> **DOCUMENT EXTRACT**:
• • • • •

Genus of ciliate protists

Legendrea is a genus of extremely rare ciliates first described by French biologist Emmanuel Fauré-Fremiet in 1908, rediscovered and re-examined in 2022.

== Classification ==
The genus has 5 species including the type species, Legendrea loyezae, described in 1908. Other genera (e.g. Lacerus and Thysanomorpha) were only distinguished from Legendrea by their physical appearance, not affinities. These genera were misidentifications and were synonymised with Legendrea along with their respective species. First true taxonomic assignment of the cilliate was made in December 2022. The current 5 species are:
- Legendrea bellerophon Penard, 1914 [=Thysanomorpha bellerophon (Penard, 1914) Jankowski, 1967]
- Legendrea crassa Penard, 1922 [=Penardiella crassa (Penard, 1922) Kahl, 1930]
- Legendrea interrupta Penard, 1922
- Legendrea loyezae Faure-Fremiet, 1908
- Legendrea pespelicani Penard, 1922 [=Lacerus pespelicani (Penard, 1922) Jankowski, 1967]

== Taxonomic affinities ==
The genus (and species) are distinguishable from one another by the length of their finger-like tentacles. These tentacles are located at the rear end of the cell. Varied descriptions of these tentacles have been attributed to their different morphologies when swimming versus at rest, such as in the case of L. loyezae. Phylogenetic analysis of the 18S rRNA gene within L. loyezae placed the genus within the family Spathidiidae taxonomically ranked under the order of Haptorida. A shorter gene of 18S rRNA was used to classify the species and so its affinity should be carefully interpreted with there being the likelihood of it changing to a new affinity. The sequence used to determine the identity of L. loyezae implies that it forms a sister group with the sequences from the re-identified Epispathidium papilliferum as well as an undescribed species of the same genus. The Epispathidium possessed protruding papillae that are analogous to those found on L. loyezae, although the papillae on Epispathidium were only present on its oral region.

=== Genus divisions ===
Although A. Jankowski did not directly observe any members of Legendrea, Jankowski published a revision of the genus that divided Legendrea into two genera based on morphological differences: Lacerus and Thysanomorpha. Legendrea bellerophon was reclassified to the genus Thysanomorpha and was renamed Thysanomorpha bellerophon, re-described as having a serrated body edge/surface with an uneven series of outgrowths with trichomes. These names of the species and genera were in use by subsequent publications, but were challenged by Weiss et al. in 2022 as misidentifications of Legendrea species.

• • • • •

> **STUDY MATERIAL**:
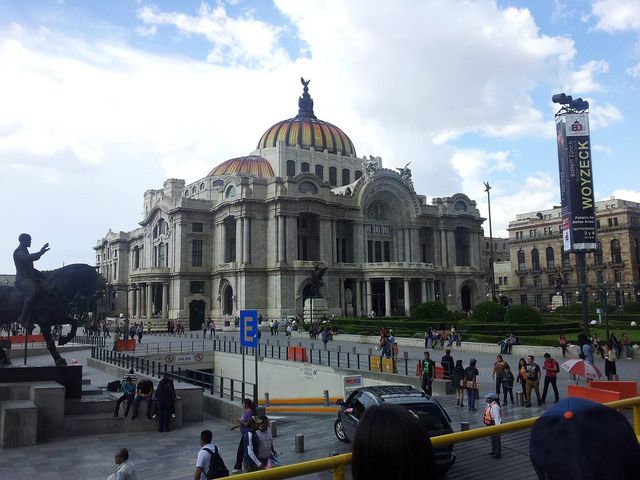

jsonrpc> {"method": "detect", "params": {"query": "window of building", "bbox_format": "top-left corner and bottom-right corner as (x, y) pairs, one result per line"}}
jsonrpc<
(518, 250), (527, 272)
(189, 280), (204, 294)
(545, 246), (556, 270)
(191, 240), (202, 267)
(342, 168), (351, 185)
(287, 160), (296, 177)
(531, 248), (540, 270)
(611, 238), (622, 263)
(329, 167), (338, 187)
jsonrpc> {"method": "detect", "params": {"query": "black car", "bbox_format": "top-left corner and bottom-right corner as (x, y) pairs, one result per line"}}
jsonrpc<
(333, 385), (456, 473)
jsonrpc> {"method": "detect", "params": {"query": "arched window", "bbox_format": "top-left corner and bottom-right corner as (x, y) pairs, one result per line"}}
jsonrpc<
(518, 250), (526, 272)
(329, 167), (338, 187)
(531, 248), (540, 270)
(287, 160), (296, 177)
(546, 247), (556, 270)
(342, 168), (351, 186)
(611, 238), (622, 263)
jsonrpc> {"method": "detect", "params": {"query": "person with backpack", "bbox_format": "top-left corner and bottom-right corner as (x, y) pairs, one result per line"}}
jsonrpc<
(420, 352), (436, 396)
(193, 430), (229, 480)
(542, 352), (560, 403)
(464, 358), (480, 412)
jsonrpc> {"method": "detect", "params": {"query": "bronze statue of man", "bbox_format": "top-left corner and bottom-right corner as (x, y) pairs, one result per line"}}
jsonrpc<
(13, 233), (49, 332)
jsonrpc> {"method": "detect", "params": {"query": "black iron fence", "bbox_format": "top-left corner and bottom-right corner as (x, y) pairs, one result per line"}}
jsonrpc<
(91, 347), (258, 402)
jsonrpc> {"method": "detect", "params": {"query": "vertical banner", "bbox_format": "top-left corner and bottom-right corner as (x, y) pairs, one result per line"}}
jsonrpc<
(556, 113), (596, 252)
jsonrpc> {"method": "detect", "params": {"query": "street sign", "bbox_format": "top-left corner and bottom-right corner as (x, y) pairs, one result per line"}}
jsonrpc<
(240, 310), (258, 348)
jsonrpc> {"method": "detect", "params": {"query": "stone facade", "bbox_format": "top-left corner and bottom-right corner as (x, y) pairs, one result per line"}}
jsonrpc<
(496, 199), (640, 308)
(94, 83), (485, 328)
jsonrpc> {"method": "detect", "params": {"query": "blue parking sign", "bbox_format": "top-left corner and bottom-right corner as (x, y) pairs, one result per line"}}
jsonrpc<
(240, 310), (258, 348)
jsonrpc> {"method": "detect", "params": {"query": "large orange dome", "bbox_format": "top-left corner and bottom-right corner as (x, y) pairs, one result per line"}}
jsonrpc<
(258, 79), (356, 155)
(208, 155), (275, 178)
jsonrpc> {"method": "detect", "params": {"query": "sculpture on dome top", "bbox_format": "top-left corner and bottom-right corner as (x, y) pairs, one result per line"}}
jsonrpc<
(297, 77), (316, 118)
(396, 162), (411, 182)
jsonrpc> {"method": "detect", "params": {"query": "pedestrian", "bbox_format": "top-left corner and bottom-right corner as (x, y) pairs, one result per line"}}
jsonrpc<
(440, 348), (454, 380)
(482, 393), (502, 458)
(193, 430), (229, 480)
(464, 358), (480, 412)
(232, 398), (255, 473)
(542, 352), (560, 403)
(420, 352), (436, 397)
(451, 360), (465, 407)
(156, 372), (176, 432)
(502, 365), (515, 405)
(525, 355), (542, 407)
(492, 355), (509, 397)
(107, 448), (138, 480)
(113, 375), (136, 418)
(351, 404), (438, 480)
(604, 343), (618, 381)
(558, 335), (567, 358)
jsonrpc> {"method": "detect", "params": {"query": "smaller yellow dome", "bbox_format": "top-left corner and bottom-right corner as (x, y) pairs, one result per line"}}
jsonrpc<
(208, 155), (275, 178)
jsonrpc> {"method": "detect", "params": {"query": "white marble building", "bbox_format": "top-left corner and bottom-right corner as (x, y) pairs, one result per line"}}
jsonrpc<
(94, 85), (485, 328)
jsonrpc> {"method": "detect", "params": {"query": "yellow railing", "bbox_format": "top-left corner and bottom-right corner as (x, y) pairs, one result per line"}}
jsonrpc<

• • • • •

> **WHAT IS BEING ASKED**: In the Legendrea text, into which family did phylogenetic analysis of the 18S rRNA gene in L. loyezae place the genus? The records are separate material with no connection to the text on Legendrea.

> **RESPONSE AREA**: The family Spathidiidae, under the order Haptorida.